■ ARBEITSAUFTRAG ■
Fasse den Text über den Männerabend in Ostfriesland in zwei Sätzen zusammen.

Beim Hingehen erlebt

Jahrzehnte später

Mitte Februar war ich zu einem Männerabend eingeladen. Kein Männerabend unter Freunden, eher ein „dienstlicher“ Männerabend. Gastgeberin war eine kleine lutherische Kirchengemeinde mitten in der ostfriesischen Einsamkeit.

Die Autofahrt bei Regen, starkem Wind und einsetzender Dunkelheit war anstrengend. Irgendwann sah ich in der Ferne mitten im Nichts der platten ostfriesischen Landschaft einen schwach angeleuchteten Kirchturm.

„Kirchtürme geben Orientierung“ dachte ich und schaltete mein Navigationssystem aus. Neben der Kirche lag im Dunkel eines mit großen Eichen umrandeten Platzes das Gemeindehaus der Kirche. Im Obergeschoß brannte Licht. Hier musste es also sein. Ich stieg die Treppen ins Gemeindehaus hinauf, öffnete die Tür und sah das, was man in Ostfriesland wohl unter Männerabend versteht: Ein knappes Dutzend älterer Herren im Kreis sitzend. Vor ihnen Tische.

Jeweils vor zwei Männern eine große Kanne Tee, ein Pott Kluntje und ein kleines Gefäß mit Sahne. Das sollte ausreichen. Sechs Kannen - zwei weitere Kannen für den Ernstfall sah ich noch auf der Fensterbank -  für knapp 12 Männer.

Man sprach plattdeutsch. Ich nicht. Glücklicherweise verstehe ich es aber. Ich ermunterte die Männer weiterhin platt zu sprechen. Offensichtlich freuten sie sich über diese Aufforderung, denn, so vermutete ich, ostfriesische Männerabend auf hochdeutsch sind nicht wirklich ostfriesische Männerabende.

■ EXTRAHIERTE EINTRÄGE ■
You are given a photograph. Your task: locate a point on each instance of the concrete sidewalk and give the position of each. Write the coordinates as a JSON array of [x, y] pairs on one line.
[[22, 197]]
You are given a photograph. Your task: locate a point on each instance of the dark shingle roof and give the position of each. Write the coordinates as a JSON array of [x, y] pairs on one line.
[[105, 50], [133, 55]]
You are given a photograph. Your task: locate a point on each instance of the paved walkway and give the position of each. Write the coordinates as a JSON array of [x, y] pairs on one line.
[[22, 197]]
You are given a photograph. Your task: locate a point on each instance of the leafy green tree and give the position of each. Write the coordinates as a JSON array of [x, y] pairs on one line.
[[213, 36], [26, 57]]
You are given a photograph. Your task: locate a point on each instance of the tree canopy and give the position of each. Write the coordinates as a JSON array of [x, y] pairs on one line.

■ ENDERGEBNIS ■
Mitte Februar fuhr die erzählende Person bei Regen, starkem Wind und einsetzender Dunkelheit zu einem dienstlichen Männerabend einer kleinen lutherischen Kirchengemeinde in Ostfriesland und fand das Gemeindehaus neben dem schwach angeleuchteten Kirchturm. Dort saß ein knappes Dutzend älterer Herren bei Tee, Kluntje und Sahne im Kreis und sprach Plattdeutsch, wozu die erzählende Person, die es versteht, aber nicht spricht, die Männer weiterhin ermunterte.